# Photo Tournament: Flowers!



## Hyper_Kagome

Rules:

Playing this tournament is simple:

A tournament involves 10 different member max.
The winner of the last tournament will give a theme, and those who want to participate will post their pictures (Only one per person). AGAIN NO MORE THAN 10 PARTICIPANTS PER POST.

When all participant have entered the tournament and sent their picture ( PLEASE USE LINKS) we will create another post to vote on the best picture.

So in brief:


1) Users who want to participate send their picture on the post ( BY LINKS).
2) After ten participants have entered the tournament, a second post will be made with a poll to vote on the best picture.
3) If entering a slightly computer manipulated photo, please post the original along with it so users who are voting can see the difference.

Winners will simply be the one who gets the most votes. He/she will then create another post and propose a different theme for another tournament.

Provided material:
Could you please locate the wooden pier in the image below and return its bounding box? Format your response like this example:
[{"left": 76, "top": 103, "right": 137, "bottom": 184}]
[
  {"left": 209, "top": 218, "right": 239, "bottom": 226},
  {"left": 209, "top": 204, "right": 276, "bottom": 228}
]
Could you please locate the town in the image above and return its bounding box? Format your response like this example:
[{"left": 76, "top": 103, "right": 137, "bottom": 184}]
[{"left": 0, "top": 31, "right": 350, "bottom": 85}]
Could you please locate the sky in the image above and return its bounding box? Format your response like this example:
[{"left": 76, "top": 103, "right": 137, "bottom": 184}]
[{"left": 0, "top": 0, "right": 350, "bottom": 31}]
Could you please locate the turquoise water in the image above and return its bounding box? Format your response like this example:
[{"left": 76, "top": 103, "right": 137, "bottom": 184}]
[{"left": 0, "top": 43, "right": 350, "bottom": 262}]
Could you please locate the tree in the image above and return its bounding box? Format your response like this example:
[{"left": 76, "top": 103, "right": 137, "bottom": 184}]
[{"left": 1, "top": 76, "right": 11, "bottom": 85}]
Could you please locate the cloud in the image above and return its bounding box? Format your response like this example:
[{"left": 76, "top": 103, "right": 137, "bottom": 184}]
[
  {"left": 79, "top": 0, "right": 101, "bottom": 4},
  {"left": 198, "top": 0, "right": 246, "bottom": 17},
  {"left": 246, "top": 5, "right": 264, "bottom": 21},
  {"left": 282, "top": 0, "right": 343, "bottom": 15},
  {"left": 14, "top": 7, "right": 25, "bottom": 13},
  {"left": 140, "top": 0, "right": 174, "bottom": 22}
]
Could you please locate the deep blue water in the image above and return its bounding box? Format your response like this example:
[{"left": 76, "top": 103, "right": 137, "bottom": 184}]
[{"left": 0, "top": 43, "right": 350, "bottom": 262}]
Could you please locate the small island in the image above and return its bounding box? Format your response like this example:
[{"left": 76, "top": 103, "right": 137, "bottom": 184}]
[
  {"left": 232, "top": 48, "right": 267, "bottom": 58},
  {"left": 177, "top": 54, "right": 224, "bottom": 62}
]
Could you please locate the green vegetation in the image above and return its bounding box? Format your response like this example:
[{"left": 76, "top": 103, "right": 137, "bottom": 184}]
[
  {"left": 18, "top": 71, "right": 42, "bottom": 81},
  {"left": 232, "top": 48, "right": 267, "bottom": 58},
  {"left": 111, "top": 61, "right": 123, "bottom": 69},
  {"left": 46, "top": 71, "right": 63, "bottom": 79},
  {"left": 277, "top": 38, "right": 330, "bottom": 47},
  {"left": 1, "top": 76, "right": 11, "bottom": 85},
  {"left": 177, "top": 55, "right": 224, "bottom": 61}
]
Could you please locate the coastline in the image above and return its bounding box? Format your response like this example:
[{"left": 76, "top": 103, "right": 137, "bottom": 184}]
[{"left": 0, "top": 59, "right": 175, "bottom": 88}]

Problems to solve:
1. Set down the part of the photo tournament rules running from "A tournament involves" up to and including "for another tournament.", word for word.
2. Resume the forum post on the flowers photo tournament, picking up right after its last sentence.

The results:
1.
A tournament involves 10 different member max.
The winner of the last tournament will give a theme, and those who want to participate will post their pictures (Only one per person). AGAIN NO MORE THAN 10 PARTICIPANTS PER POST.

When all participant have entered the tournament and sent their picture ( PLEASE USE LINKS) we will create another post to vote on the best picture.

So in brief:


1) Users who want to participate send their picture on the post ( BY LINKS).
2) After ten participants have entered the tournament, a second post will be made with a poll to vote on the best picture.
3) If entering a slightly computer manipulated photo, please post the original along with it so users who are voting can see the difference.

Winners will simply be the one who gets the most votes. He/she will then create another post and propose a different theme for another tournament.

2.
Please resize your pictures to 800 x 600 (or at least a photo of a decent size. Nothing too big.)
This tournament will have 5 days of voting.

You are permitted to change your image but if you could just change the URL in your original post and leave an edited comment with it.

Thank you and good luck all 

------

My entry.
http://img.photobucket.com/albums/v260/KagoSanosuki/Flowers/IMG_1000.jpg


----------



## 4NGU$

http://i72.photobucket.com/albums/i175/link_210/_MG_8796.jpg

mine


----------



## speedyink

Damn 4NGU$!  Thats an amazing pic!  I don't think any of my pictures will compete, but I'll look anyway.

Edit: This one will have to do

http://img.photobucket.com/albums/v144/speedyink/DSC00274e.jpg


----------



## Hyper_Kagome

Nice picture, 4NGU$.


----------



## 4NGU$

its got a lil bit of spot editing if you will allow it ??


----------



## Hyper_Kagome

I kinda figured that editing had occurred in there somewhere. Hehe.

But first: By spot editing do you mean spots on the flower that had started to wilt?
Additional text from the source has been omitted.